WORK ORDER 1: Name every bodily injury explicitly described in the hospital excerpt below.
WORK ORDER 2: Output the hospital excerpt below verbatim from "He looked up" to "about with them.".

TEXT SEGMENT:
Some of them took the performance like sleepy children, leaning their tired heads against me as I worked, others looked grimly scandalized, and several of the roughest colored [blushed] like bashful girls…Another, with a gunshot wound through the cheek, asked for a looking-glass [mirror], and when I brought one, regarded his swollen face with a dolorous expression, as he muttered, “I vow to gosh, that’s too bad! I warn’t a bad looking chap before, and now I’m done for; won’t there be a thunderin’ scar? And what on earth will Josephine Skinner say?”

He looked up at me with his one eye so appealingly, that I controlled my risibles and assured him that if Josephine was a girl of sense, she would admire the honorable scar, as a lasting proof that he had faced the enemy, for all women thought a wound the best decoration a brave soldier could wear. I hope Miss Skinner verified the good opinion I so rashly expressed of her, but I shall never know.

The next scrubbee was a nice-looking lad, with a curly brown mane, and a budding trace of gingerbread over the lip, which he called his beard, and defended stoutly, when the barber jocosely suggested its immolation…

“I say, Mrs.!” called a voice behind me; and, turning, I saw a rough Michigander, with an arm blown off at the shoulder, and two or three bullets still in him—as he afterwards mentioned, as carelessly as if gentlemen were in the habit of carrying such trifles about with them.

EXTRACTED DATA:

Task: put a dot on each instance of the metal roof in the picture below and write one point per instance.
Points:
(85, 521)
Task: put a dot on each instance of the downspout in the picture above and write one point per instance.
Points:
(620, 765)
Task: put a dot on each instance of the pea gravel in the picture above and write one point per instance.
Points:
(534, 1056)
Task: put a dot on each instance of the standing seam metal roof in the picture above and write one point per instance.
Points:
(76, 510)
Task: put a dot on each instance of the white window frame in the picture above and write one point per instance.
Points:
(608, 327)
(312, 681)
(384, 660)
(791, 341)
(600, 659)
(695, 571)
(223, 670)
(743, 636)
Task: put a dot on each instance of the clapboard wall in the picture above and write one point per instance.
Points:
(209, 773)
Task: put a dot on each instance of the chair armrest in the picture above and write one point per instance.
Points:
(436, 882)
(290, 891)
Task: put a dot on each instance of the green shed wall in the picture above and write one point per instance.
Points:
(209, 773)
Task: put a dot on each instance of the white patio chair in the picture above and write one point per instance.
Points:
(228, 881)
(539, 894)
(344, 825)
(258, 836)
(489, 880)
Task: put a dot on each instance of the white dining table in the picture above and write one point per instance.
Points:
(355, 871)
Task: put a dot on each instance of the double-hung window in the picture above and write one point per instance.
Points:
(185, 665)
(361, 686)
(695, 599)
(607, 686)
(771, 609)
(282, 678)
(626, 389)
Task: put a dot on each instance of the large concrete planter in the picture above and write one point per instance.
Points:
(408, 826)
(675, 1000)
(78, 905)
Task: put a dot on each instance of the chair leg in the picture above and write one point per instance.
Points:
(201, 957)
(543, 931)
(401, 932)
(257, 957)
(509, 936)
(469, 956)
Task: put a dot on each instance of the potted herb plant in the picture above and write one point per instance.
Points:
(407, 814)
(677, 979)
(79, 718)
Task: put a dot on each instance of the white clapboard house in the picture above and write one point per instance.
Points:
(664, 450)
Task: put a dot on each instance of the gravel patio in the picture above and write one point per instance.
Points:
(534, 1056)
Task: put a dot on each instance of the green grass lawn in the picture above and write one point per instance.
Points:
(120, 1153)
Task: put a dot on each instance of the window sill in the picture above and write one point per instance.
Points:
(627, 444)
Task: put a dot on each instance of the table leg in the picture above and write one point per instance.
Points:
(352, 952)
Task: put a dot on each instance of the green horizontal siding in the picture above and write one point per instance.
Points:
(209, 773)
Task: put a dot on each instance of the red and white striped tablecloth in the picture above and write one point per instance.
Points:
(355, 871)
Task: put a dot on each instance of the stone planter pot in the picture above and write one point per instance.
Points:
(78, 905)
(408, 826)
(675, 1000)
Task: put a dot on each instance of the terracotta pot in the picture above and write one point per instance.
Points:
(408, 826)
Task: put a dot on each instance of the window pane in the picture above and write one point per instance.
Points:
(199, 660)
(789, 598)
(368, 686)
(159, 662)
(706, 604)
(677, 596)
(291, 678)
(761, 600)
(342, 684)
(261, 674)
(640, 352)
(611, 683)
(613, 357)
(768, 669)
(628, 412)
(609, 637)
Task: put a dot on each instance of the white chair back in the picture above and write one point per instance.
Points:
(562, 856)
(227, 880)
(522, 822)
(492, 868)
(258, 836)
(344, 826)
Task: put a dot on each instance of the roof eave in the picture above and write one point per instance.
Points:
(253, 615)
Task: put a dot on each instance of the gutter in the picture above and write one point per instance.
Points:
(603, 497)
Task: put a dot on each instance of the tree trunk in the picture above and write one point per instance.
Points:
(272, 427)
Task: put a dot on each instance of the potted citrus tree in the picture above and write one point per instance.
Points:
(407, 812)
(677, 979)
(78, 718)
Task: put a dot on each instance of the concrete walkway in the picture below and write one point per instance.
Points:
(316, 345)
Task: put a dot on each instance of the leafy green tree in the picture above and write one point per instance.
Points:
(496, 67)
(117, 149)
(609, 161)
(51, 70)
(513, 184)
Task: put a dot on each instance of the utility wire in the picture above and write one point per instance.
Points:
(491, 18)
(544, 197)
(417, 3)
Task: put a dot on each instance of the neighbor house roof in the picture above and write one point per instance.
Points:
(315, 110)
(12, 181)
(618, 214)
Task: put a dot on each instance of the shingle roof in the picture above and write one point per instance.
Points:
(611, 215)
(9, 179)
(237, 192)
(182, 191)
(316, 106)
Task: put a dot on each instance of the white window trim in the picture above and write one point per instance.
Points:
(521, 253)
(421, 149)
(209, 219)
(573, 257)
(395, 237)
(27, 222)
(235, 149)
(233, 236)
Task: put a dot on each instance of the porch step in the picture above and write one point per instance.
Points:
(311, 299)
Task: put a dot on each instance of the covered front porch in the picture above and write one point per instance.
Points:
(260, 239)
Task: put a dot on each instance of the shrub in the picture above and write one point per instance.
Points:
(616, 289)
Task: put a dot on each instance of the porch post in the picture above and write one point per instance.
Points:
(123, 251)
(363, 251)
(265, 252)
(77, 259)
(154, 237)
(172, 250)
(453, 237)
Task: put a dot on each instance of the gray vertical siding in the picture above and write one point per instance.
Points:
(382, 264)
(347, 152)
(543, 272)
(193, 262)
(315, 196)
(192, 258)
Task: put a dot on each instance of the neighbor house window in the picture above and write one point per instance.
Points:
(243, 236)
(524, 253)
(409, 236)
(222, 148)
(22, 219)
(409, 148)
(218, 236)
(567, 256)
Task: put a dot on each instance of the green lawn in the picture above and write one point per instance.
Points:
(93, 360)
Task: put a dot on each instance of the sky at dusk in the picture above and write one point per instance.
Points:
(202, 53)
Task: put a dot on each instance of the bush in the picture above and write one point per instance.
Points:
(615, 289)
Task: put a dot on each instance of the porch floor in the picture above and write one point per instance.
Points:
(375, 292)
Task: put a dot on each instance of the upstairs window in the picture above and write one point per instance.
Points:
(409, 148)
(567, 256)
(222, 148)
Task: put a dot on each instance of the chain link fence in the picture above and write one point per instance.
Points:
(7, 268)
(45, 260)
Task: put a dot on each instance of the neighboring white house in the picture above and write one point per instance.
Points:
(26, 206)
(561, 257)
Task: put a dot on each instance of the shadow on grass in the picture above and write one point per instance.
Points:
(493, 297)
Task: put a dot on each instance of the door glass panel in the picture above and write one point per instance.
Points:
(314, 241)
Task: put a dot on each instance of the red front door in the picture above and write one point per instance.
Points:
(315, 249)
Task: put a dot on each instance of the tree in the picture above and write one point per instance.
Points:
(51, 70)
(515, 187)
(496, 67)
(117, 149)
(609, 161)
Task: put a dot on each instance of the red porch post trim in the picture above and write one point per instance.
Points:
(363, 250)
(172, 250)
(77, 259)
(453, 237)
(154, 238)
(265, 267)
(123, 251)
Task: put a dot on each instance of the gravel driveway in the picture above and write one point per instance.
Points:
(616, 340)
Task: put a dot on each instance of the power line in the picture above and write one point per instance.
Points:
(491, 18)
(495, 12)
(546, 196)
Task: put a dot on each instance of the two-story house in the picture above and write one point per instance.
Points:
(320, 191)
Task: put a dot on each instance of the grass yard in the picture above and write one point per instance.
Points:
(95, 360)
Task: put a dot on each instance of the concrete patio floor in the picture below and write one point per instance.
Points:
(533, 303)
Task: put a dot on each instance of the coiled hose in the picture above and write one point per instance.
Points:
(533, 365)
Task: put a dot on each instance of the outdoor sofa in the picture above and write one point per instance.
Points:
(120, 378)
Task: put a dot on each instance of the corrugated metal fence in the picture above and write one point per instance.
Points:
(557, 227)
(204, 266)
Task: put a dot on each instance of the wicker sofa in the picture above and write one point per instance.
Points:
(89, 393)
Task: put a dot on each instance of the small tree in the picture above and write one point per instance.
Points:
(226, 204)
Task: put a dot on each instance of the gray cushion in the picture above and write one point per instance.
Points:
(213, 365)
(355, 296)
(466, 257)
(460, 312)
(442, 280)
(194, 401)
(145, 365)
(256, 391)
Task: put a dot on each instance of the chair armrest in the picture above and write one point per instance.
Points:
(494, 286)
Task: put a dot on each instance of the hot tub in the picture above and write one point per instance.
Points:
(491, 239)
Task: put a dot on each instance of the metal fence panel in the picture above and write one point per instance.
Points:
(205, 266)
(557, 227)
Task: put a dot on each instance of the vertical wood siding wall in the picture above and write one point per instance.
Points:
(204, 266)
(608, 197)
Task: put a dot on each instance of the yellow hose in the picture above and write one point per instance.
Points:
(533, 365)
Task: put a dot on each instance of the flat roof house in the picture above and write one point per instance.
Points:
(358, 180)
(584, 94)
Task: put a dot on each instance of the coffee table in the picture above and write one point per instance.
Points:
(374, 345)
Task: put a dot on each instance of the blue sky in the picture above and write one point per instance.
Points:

ANSWER BOX 1:
- a gunshot wound through the cheek
- an arm blown off at the shoulder
- two or three bullets still in him

ANSWER BOX 2:
He looked up at me with his one eye so appealingly, that I controlled my risibles and assured him that if Josephine was a girl of sense, she would admire the honorable scar, as a lasting proof that he had faced the enemy, for all women thought a wound the best decoration a brave soldier could wear. I hope Miss Skinner verified the good opinion I so rashly expressed of her, but I shall never know.

The next scrubbee was a nice-looking lad, with a curly brown mane, and a budding trace of gingerbread over the lip, which he called his beard, and defended stoutly, when the barber jocosely suggested its immolation…

“I say, Mrs.!” called a voice behind me; and, turning, I saw a rough Michigander, with an arm blown off at the shoulder, and two or three bullets still in him—as he afterwards mentioned, as carelessly as if gentlemen were in the habit of carrying such trifles about with them.